● What you are asked to do
Only the number is requested. Tally the lines of the data that hold the string "statue".

Saved data entries
=-=-=
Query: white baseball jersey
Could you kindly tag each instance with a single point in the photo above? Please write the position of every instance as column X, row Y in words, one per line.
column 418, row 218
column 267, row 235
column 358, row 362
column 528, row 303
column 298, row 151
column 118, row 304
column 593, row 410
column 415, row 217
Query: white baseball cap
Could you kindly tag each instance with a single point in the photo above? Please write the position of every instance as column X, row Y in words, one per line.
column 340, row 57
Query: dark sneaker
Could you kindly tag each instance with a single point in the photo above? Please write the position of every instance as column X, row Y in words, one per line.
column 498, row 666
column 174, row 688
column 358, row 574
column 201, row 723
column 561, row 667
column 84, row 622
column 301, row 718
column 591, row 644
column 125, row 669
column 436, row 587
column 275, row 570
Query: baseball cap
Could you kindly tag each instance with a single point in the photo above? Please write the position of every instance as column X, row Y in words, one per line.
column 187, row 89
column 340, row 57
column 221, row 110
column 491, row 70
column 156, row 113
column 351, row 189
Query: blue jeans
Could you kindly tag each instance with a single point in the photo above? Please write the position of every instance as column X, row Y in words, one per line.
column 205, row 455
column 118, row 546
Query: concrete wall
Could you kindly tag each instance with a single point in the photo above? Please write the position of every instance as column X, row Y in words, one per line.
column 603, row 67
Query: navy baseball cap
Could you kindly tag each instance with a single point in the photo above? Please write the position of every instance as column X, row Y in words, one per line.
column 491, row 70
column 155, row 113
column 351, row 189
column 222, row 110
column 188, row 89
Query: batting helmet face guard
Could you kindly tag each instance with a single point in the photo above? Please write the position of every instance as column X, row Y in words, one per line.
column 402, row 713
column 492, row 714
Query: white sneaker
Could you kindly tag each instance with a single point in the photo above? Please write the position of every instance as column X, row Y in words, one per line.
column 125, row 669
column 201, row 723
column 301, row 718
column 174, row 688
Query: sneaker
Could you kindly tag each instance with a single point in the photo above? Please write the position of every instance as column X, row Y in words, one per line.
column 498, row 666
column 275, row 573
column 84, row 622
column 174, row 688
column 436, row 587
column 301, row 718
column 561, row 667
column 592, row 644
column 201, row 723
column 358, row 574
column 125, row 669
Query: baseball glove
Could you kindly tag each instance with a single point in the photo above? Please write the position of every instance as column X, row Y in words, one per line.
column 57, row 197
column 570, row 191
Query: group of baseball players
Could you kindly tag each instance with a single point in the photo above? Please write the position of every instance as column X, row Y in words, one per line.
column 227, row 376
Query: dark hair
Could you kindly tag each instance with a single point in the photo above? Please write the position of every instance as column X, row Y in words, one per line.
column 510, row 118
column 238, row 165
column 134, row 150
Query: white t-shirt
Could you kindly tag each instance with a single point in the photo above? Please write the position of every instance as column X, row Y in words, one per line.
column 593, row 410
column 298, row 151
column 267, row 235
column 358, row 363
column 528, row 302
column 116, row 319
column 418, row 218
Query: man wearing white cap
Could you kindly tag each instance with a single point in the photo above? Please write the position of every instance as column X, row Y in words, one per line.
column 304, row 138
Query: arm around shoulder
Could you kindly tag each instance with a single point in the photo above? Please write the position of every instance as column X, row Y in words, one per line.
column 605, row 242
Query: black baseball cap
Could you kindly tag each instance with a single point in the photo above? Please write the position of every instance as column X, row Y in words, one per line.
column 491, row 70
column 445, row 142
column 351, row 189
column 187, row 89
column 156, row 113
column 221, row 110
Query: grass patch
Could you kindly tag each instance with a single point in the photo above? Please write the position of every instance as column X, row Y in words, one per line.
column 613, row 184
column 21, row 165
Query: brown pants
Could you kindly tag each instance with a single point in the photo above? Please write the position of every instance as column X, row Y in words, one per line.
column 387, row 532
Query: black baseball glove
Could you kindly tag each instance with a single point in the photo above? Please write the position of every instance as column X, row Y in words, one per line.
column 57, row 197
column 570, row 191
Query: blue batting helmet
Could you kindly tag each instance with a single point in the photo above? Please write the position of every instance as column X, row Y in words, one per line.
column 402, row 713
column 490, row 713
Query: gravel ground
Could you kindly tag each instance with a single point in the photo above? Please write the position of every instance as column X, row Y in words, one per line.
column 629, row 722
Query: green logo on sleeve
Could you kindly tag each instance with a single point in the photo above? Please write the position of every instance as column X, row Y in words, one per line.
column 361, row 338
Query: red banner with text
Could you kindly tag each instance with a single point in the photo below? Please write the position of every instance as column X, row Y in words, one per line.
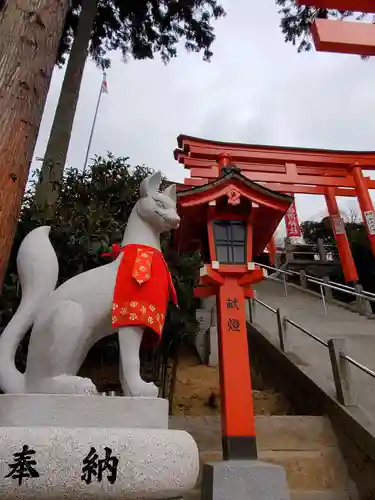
column 293, row 229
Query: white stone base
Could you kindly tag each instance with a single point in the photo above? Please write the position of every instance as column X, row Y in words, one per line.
column 152, row 462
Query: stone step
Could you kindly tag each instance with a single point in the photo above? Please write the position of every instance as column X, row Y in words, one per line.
column 287, row 432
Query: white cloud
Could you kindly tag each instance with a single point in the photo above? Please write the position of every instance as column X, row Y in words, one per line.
column 257, row 89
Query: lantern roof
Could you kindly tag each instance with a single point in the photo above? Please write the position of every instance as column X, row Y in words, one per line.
column 231, row 196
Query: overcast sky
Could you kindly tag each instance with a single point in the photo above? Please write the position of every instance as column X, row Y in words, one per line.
column 257, row 89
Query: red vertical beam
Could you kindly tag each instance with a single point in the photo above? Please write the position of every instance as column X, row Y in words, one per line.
column 249, row 240
column 365, row 203
column 345, row 253
column 237, row 412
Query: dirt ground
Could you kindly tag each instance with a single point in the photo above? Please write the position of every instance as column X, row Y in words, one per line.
column 197, row 392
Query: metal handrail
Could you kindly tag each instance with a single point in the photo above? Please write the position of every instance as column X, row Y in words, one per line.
column 328, row 284
column 351, row 360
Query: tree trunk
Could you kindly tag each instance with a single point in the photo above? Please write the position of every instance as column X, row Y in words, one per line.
column 47, row 190
column 30, row 32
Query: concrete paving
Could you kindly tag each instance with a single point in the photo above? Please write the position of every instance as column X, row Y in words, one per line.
column 313, row 358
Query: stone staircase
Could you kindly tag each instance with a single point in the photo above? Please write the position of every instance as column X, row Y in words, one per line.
column 305, row 446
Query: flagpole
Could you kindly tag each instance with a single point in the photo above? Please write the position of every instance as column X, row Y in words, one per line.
column 93, row 124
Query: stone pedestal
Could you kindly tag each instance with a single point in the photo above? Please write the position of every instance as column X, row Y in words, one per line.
column 244, row 480
column 92, row 448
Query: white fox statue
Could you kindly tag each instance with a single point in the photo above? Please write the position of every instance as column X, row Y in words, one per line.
column 68, row 320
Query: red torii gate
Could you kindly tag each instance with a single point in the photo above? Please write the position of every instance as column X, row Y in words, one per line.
column 343, row 36
column 290, row 170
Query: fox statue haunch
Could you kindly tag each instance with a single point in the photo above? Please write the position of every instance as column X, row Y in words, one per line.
column 67, row 321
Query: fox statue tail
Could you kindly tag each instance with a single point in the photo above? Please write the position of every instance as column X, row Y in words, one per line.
column 38, row 270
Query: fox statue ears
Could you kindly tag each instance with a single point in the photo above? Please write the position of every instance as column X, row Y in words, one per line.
column 151, row 184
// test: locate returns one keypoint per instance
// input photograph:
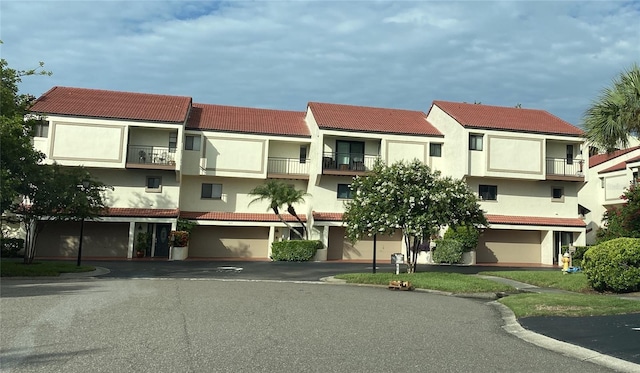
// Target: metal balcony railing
(289, 166)
(348, 161)
(565, 167)
(141, 154)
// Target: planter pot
(179, 252)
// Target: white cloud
(550, 55)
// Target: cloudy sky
(551, 55)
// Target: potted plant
(143, 243)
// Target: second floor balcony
(564, 169)
(335, 163)
(287, 168)
(151, 157)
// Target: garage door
(229, 242)
(340, 248)
(61, 239)
(509, 246)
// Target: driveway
(213, 325)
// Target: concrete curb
(512, 326)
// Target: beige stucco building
(170, 158)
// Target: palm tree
(280, 194)
(616, 114)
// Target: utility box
(397, 258)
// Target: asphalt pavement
(615, 336)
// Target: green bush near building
(295, 250)
(614, 265)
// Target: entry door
(162, 240)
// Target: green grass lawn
(584, 301)
(576, 282)
(12, 268)
(449, 282)
(557, 304)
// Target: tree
(280, 194)
(410, 197)
(18, 158)
(616, 113)
(57, 193)
(623, 221)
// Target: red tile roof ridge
(535, 220)
(345, 117)
(597, 159)
(238, 216)
(248, 120)
(482, 116)
(100, 103)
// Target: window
(569, 154)
(154, 184)
(557, 194)
(303, 154)
(173, 142)
(211, 191)
(475, 142)
(435, 150)
(488, 192)
(344, 191)
(41, 129)
(192, 143)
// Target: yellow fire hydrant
(566, 259)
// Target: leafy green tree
(18, 158)
(623, 221)
(58, 193)
(280, 194)
(616, 113)
(410, 197)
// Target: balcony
(151, 157)
(348, 164)
(563, 169)
(288, 168)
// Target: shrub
(295, 250)
(467, 235)
(11, 247)
(448, 251)
(578, 255)
(614, 265)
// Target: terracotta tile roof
(148, 213)
(370, 119)
(327, 216)
(113, 104)
(247, 120)
(535, 220)
(620, 166)
(238, 216)
(482, 116)
(597, 159)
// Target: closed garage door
(341, 249)
(509, 246)
(61, 239)
(229, 242)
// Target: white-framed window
(557, 194)
(154, 184)
(488, 192)
(435, 150)
(475, 142)
(41, 128)
(211, 191)
(344, 191)
(192, 142)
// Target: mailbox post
(397, 259)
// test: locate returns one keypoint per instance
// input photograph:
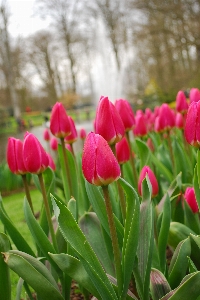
=-=-=
● Task output
4